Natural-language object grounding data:
_ _ _

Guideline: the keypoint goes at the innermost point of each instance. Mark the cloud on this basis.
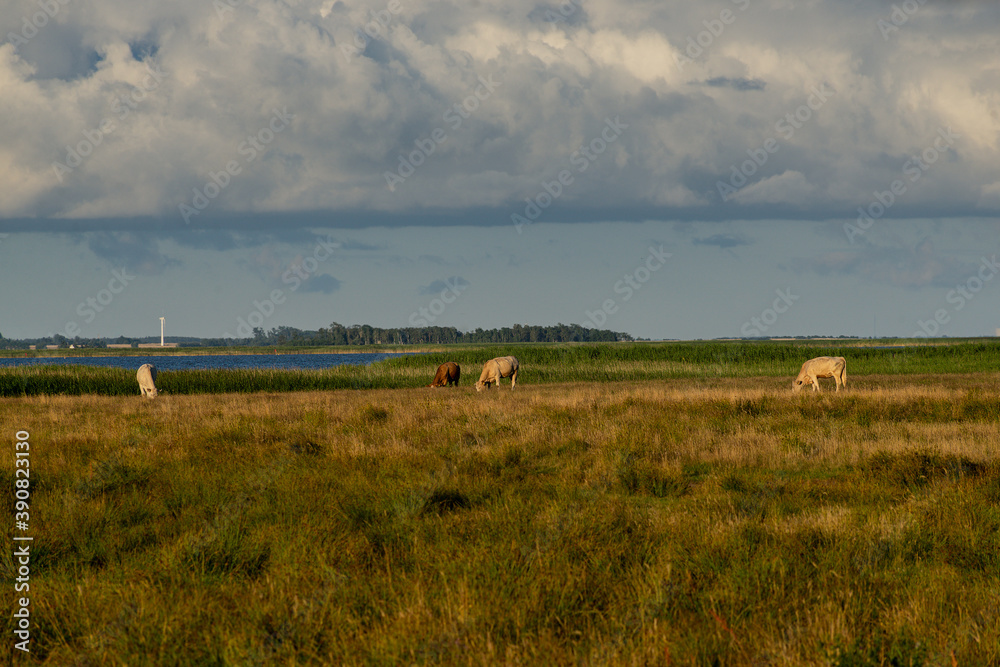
(788, 187)
(149, 108)
(137, 252)
(724, 241)
(439, 286)
(739, 83)
(324, 283)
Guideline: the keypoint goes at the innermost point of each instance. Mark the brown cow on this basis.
(448, 373)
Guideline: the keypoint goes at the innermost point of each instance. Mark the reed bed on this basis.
(688, 521)
(540, 364)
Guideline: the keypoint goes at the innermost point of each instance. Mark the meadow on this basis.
(624, 506)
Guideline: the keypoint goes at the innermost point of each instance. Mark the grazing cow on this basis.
(448, 373)
(497, 368)
(147, 380)
(835, 367)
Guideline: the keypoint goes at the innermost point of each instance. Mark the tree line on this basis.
(355, 334)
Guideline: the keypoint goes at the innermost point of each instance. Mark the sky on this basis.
(673, 170)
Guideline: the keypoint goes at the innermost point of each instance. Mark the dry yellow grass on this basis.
(680, 522)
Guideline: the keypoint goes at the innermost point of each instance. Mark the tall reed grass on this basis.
(668, 522)
(540, 364)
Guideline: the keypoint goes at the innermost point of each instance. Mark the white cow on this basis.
(835, 367)
(147, 380)
(497, 368)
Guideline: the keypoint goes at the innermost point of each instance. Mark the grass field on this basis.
(703, 517)
(540, 364)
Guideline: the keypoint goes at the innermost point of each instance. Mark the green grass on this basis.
(661, 523)
(540, 364)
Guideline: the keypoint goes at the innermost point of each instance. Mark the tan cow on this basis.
(497, 368)
(835, 367)
(147, 380)
(448, 373)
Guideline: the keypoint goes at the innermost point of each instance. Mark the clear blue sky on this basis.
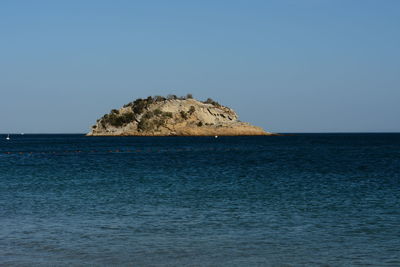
(287, 66)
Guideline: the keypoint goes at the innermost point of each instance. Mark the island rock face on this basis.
(172, 116)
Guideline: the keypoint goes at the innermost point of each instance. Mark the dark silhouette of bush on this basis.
(167, 114)
(145, 125)
(157, 112)
(172, 97)
(158, 98)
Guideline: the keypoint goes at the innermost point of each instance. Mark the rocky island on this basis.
(173, 116)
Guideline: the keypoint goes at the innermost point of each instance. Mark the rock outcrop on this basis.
(173, 116)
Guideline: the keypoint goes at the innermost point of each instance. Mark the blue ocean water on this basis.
(301, 200)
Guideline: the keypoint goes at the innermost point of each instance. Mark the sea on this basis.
(293, 200)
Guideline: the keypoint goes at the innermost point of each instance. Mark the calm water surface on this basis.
(304, 200)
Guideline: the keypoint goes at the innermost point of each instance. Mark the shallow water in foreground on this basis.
(304, 200)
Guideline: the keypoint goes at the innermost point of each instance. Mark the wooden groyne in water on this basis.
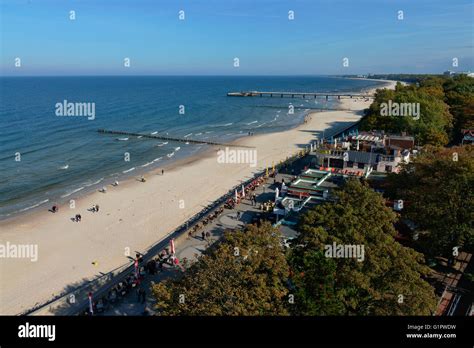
(160, 137)
(298, 94)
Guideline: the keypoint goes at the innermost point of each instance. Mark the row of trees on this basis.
(250, 273)
(446, 107)
(438, 190)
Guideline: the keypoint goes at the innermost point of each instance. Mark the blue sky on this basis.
(214, 32)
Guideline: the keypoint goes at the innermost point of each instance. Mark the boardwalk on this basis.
(299, 94)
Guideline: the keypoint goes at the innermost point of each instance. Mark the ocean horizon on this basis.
(49, 157)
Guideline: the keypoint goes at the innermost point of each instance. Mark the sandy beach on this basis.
(135, 215)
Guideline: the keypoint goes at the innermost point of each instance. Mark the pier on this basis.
(303, 95)
(160, 137)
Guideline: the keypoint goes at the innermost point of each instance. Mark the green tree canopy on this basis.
(438, 188)
(389, 281)
(245, 274)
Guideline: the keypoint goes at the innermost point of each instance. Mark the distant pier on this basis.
(303, 95)
(160, 137)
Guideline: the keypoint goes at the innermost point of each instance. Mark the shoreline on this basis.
(136, 215)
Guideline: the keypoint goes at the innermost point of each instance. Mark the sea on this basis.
(48, 157)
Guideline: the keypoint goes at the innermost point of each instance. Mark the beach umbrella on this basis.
(91, 307)
(173, 250)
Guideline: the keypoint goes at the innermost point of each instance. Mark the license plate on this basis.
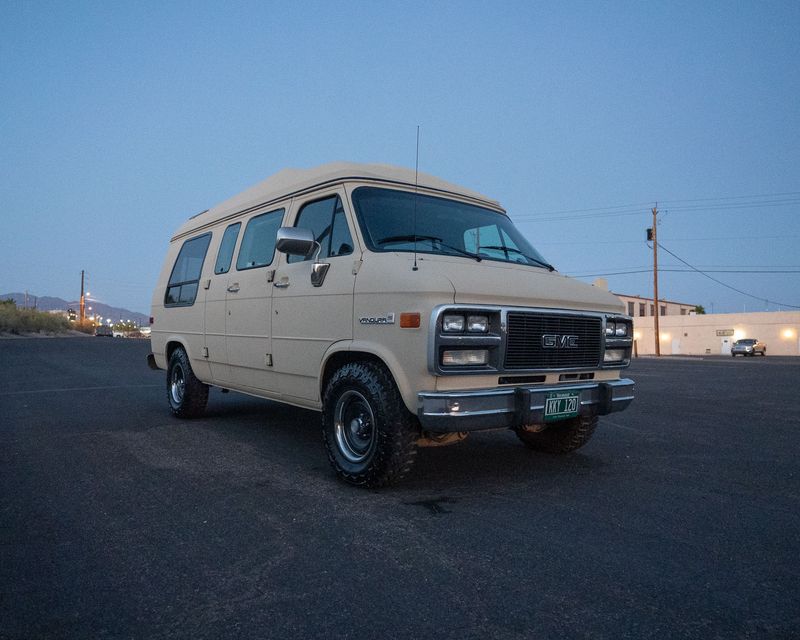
(561, 405)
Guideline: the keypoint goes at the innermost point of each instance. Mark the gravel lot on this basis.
(679, 519)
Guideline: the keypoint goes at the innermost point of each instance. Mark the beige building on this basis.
(639, 307)
(714, 334)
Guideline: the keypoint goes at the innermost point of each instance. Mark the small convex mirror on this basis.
(295, 241)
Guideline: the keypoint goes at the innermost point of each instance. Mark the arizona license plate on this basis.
(561, 405)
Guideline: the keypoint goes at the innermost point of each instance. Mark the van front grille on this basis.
(553, 341)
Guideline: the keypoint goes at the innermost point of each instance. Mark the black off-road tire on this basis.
(560, 437)
(187, 396)
(369, 434)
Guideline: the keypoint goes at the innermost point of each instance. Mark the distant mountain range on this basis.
(48, 303)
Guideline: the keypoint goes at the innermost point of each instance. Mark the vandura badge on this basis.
(552, 341)
(387, 319)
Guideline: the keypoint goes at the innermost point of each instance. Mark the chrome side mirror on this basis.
(295, 241)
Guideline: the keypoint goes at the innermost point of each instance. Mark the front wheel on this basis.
(186, 394)
(560, 437)
(369, 434)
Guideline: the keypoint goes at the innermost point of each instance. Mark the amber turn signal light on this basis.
(409, 320)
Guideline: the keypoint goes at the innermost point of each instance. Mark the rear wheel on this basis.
(560, 437)
(369, 434)
(186, 394)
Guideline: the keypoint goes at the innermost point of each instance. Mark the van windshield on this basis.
(446, 227)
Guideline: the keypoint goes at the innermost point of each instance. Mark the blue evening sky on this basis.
(120, 120)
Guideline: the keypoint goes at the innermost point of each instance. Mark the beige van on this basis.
(407, 310)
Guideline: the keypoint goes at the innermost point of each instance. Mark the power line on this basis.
(749, 295)
(536, 217)
(668, 203)
(545, 243)
(662, 270)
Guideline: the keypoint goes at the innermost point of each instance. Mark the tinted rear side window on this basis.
(258, 242)
(182, 287)
(226, 247)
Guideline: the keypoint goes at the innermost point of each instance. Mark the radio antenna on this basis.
(416, 186)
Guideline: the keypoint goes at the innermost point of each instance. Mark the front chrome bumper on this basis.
(448, 411)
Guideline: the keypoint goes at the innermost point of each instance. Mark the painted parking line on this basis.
(72, 389)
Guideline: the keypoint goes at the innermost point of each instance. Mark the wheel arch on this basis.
(355, 351)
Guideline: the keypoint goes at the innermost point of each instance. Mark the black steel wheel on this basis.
(186, 394)
(369, 435)
(560, 437)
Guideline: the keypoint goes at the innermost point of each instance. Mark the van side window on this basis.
(226, 247)
(258, 242)
(327, 222)
(182, 287)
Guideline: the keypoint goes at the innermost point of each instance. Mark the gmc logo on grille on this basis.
(552, 341)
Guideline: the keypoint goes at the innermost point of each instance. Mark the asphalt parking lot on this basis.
(679, 519)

_ _ _

§ WORK ITEM
Start at the line with "on grille on this basis.". Give that line and every line after it again, word for word, through the last line above.

§ ANSWER AREA
Guideline: the keypoint goes at the innermost point of each instance. Mark the gmc logo on grille on this basis.
(552, 341)
Guideline: the keypoint goes at the innermost point of each instance. Mark the asphalt parking lot on this basis.
(679, 519)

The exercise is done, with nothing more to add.